■ Task goal
Every word of every entry must be retyped exactly.

Stored items from a collection
┄┄┄┄┄┄┄┄┄┄
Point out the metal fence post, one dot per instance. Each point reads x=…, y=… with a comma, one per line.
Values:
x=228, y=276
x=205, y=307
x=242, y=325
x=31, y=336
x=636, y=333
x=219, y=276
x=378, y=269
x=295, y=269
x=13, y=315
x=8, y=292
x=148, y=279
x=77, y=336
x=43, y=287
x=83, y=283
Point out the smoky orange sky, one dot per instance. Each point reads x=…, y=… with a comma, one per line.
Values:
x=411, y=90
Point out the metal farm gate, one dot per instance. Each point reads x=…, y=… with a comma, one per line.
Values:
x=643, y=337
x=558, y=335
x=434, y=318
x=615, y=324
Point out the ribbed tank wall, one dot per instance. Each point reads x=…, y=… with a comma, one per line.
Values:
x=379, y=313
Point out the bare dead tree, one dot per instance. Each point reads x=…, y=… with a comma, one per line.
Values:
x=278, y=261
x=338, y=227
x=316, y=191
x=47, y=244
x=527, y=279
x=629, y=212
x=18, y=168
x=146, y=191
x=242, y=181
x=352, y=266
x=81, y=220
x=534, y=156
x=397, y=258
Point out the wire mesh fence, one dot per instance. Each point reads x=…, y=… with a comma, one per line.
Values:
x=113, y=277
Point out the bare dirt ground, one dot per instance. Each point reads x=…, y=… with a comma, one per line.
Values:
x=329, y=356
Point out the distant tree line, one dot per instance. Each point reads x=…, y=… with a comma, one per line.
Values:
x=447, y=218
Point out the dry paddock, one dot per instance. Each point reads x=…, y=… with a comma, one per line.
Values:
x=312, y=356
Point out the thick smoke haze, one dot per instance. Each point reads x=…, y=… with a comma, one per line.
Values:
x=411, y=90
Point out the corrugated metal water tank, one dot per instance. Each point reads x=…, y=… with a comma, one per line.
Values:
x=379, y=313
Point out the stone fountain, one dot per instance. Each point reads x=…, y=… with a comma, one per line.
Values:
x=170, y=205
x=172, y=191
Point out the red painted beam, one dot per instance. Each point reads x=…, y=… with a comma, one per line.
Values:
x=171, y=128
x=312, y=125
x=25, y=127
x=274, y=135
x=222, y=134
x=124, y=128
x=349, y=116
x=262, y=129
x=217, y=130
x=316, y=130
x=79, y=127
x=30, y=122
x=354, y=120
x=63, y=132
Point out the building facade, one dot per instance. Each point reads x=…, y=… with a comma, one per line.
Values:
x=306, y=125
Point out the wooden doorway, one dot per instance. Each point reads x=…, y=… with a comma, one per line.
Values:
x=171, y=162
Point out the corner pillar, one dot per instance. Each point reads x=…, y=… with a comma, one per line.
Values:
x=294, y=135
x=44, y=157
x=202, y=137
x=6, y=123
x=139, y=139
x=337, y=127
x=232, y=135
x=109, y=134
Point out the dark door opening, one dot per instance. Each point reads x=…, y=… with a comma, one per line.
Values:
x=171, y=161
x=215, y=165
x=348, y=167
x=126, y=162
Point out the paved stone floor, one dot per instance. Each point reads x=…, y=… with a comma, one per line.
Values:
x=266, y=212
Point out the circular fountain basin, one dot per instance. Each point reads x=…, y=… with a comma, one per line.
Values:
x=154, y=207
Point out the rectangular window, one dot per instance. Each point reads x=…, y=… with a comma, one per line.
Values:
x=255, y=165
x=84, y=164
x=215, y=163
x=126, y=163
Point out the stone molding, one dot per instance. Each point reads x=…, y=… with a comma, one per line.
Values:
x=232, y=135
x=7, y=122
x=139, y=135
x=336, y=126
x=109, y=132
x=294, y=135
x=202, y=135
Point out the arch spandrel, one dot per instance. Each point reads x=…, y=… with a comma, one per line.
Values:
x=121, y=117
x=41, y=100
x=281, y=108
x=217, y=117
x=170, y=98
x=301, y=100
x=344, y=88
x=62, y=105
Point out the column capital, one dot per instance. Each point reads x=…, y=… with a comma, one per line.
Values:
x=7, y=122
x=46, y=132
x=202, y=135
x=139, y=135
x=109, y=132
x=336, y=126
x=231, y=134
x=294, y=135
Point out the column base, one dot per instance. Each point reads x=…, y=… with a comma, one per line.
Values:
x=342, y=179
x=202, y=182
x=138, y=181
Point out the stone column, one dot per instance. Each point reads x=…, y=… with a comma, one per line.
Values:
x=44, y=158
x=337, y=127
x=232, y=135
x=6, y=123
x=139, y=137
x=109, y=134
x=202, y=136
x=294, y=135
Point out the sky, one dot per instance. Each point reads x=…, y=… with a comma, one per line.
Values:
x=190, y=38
┄┄┄┄┄┄┄┄┄┄
■ Reply to the task
Point out the metal fence post, one dot per instance. Each point reads x=…, y=… with a comma, one per line.
Values:
x=228, y=276
x=205, y=307
x=242, y=325
x=31, y=336
x=636, y=333
x=219, y=276
x=378, y=269
x=295, y=269
x=13, y=315
x=8, y=292
x=148, y=279
x=77, y=336
x=43, y=287
x=83, y=283
Point out the smoky orange sky, one dot per instance. Each point reads x=…, y=… with a comma, one per line.
Values:
x=411, y=90
Point out the metal farm gate, one dot per instance. Each point reads x=…, y=… with a comma, one per line.
Values:
x=643, y=337
x=558, y=335
x=434, y=318
x=615, y=324
Point out the ribbed tank wall, one dot per instance. Each point reads x=…, y=… with a comma, one per line.
Values:
x=379, y=313
Point out the bare dead tree, one dot per instance. Each point reads x=…, y=… with a comma, one per line.
Values:
x=278, y=261
x=338, y=227
x=316, y=191
x=47, y=244
x=527, y=279
x=629, y=212
x=18, y=168
x=146, y=191
x=242, y=181
x=352, y=266
x=81, y=220
x=534, y=156
x=397, y=258
Point out the wire mesh fence, one dot per instance. Each point reads x=…, y=… with a comma, one per line.
Values:
x=113, y=277
Point out the bare dirt ground, one dot per instance. Each point reads x=…, y=… with a comma, one per line.
Values:
x=329, y=356
Point out the distant tree line, one dot per instance. Each point reads x=…, y=… with a comma, one per line.
Values:
x=447, y=218
Point out the dry paddock, one dot per instance. Each point reads x=…, y=… with a comma, one per line.
Values:
x=312, y=356
Point out the thick smoke haze, one dot per instance. Each point reads x=…, y=… with a comma, one per line.
Values:
x=411, y=90
Point out the corrugated metal water tank, one dot per instance. Each point reads x=…, y=… with a comma, one per line.
Values:
x=379, y=313
Point out the stone fountain, one dot per instance. Each point reads x=…, y=… with a comma, one per line.
Values:
x=170, y=205
x=172, y=191
Point out the red painted beam, one dot per instance. Each point reads x=…, y=… with a comma, one per line.
Values:
x=171, y=128
x=312, y=125
x=25, y=127
x=274, y=135
x=222, y=134
x=124, y=128
x=349, y=116
x=262, y=129
x=217, y=130
x=316, y=130
x=79, y=127
x=30, y=122
x=354, y=120
x=63, y=132
Point out the building facade, one dot per instance. Each point reads x=…, y=… with a comma, one per line.
Values:
x=306, y=125
Point out the wooden doorway, one dot per instance. Each point reads x=…, y=… with a comma, one per line.
Values:
x=171, y=162
Point out the corner pillar, one dot per instance. Each point reads x=…, y=… with a comma, one per line.
Values:
x=294, y=135
x=44, y=157
x=202, y=137
x=6, y=123
x=139, y=139
x=337, y=127
x=232, y=135
x=109, y=134
Point out the dark door opening, one dot per instance. Each point reads x=…, y=… with a comma, one per line.
Values:
x=171, y=161
x=215, y=165
x=348, y=167
x=126, y=162
Point out the paved stone floor, one dot per instance. Each point reads x=…, y=… with a comma, one per line.
Values:
x=266, y=212
Point out the circular fountain basin, one dot per instance. Each point reads x=…, y=… with a comma, one per line.
Values:
x=154, y=207
Point out the rectangular window, one dot per instance. Each point reads x=…, y=… with a comma, one per line.
Values:
x=255, y=165
x=84, y=164
x=215, y=163
x=126, y=163
Point out the stone molding, one dot per instance. Each point reads x=…, y=… with a comma, one per line.
Values:
x=232, y=135
x=7, y=122
x=139, y=135
x=336, y=126
x=109, y=132
x=294, y=135
x=202, y=135
Point out the arch spandrel, one dot per instance. Each point reads x=…, y=… with a comma, one per line.
Values:
x=121, y=117
x=41, y=100
x=281, y=108
x=217, y=117
x=170, y=98
x=301, y=100
x=344, y=88
x=62, y=105
Point out the column capital, one dot per instance. Each point reads x=…, y=… with a comma, one per line.
Values:
x=7, y=122
x=46, y=132
x=202, y=135
x=139, y=135
x=109, y=132
x=336, y=126
x=231, y=134
x=294, y=135
Point out the column base, one dot per instance. Each point reads x=…, y=… with a comma, one per line.
Values:
x=342, y=179
x=202, y=182
x=138, y=181
Point out the stone column, one dot per instance. Each point reads x=…, y=… with a comma, one per line.
Values:
x=44, y=158
x=337, y=127
x=232, y=135
x=6, y=123
x=139, y=137
x=109, y=134
x=202, y=136
x=294, y=135
Point out the sky, one dot per instance. Each point reads x=…, y=… with a comma, one per line.
Values:
x=190, y=38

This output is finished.